Task goal:
Reproduce every line of the entries below without changing any of it.
** Begin Task inputs **
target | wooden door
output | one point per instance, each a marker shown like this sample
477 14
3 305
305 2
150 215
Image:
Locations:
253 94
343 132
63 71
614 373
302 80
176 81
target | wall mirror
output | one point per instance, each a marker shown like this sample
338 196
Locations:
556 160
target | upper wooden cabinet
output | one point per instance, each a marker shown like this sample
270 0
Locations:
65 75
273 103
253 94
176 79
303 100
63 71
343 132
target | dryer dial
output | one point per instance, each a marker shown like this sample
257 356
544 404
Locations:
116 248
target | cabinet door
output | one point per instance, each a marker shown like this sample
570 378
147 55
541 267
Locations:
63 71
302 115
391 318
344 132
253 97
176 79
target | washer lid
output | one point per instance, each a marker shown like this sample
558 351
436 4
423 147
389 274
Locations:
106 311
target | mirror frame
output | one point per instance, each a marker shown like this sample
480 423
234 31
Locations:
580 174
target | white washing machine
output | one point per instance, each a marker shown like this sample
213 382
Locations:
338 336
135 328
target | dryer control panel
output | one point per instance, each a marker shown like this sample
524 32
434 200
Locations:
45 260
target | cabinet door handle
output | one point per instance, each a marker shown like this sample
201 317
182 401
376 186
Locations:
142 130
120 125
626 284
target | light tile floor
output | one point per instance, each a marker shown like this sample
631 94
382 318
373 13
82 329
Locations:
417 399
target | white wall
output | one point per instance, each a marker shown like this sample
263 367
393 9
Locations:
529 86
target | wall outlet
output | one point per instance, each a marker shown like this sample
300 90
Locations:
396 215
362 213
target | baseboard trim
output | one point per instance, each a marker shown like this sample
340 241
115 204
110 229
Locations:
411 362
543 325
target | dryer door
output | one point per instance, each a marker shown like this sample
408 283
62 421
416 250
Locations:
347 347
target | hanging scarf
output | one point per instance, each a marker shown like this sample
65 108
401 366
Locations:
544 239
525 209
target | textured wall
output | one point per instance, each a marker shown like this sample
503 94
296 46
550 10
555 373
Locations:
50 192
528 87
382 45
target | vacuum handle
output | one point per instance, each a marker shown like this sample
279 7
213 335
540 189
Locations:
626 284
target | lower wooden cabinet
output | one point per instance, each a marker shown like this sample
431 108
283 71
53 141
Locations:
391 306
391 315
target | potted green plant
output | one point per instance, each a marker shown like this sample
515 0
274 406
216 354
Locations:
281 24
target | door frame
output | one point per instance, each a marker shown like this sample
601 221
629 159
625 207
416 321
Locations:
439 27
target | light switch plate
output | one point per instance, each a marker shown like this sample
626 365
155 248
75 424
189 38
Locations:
** End Task inputs **
Answer:
target | wooden door
output | one point per instance, each a marker shown like this sample
477 14
3 305
305 2
150 215
Image:
Locations:
253 94
343 132
63 71
614 373
302 80
176 81
target | wall mirror
output | one point per instance, each a marker shown like this sample
338 196
Locations:
556 160
target | upper wooden cabinet
output | one point per instance, each a marker shown like this sample
270 0
Locations:
65 75
273 103
253 94
176 79
303 100
63 71
343 132
target | dryer dial
output | one point per instance, each a marker shown like this sample
257 356
544 404
Locations:
116 248
target | cabinet door
output | one point per instance, each a marker shown like this sample
570 378
147 55
541 267
Locations:
63 71
302 115
391 318
344 132
253 97
176 79
target | washer lid
output | one point per instance, each a marker shown like this sample
558 351
436 4
423 147
389 274
Locations:
106 311
target | mirror frame
output | one point per instance, each a marker shown like this sample
480 423
234 31
Locations:
580 174
target | white washing machine
output | one point per instance, each a marker shown like this sample
213 382
Locations:
338 336
135 328
target | dryer control panel
output | one point per instance, each a marker shown like this sample
524 32
434 200
Locations:
45 260
target | cabinet door handle
output | one point per instance, each a marker shown like this sample
201 317
182 401
376 186
Locations:
142 130
120 125
626 284
target | light tile floor
output | one point per instance, each a marker shown like this sample
631 94
382 318
373 13
82 329
Locations:
417 399
target | white wall
output | one point per instance, each a marker shown like this sample
263 367
393 9
Locations:
529 86
target | wall outlet
output | one point per instance, each a marker shown like this sample
300 90
Locations:
396 215
362 213
target | baseboard trim
output | one point per instance, each a marker shown like this sample
340 241
115 204
110 229
Locations:
411 362
543 325
target | dryer door
output | one point per instance, each a marker shown like this sample
408 283
62 421
416 250
Locations:
347 347
target | hanging scarf
output | one point per instance, each a marker shown like this sample
65 108
401 366
Locations:
544 239
525 209
target | textured wall
output | one point per instance, each a marker shown like this sample
503 94
296 46
550 10
555 373
Locations:
50 192
528 87
382 45
target | vacuum handle
output | one point per instance, each a marker shown like this sample
279 7
213 335
540 189
Locations:
626 284
target | lower wooden cabinet
output | one point per instance, each a marker shown like this sample
431 108
283 71
53 141
Locations:
391 306
391 315
target | potted green plant
output | one point per instance, each a marker shown like this sample
515 0
274 406
216 354
Locations:
281 24
target | door frame
output | one point per instance, each a marker shown like this sample
601 221
629 159
625 207
416 321
Locations:
439 27
target | light switch plate
output | one point per instance, each a marker shown like this sample
626 365
155 248
75 424
189 38
Locations:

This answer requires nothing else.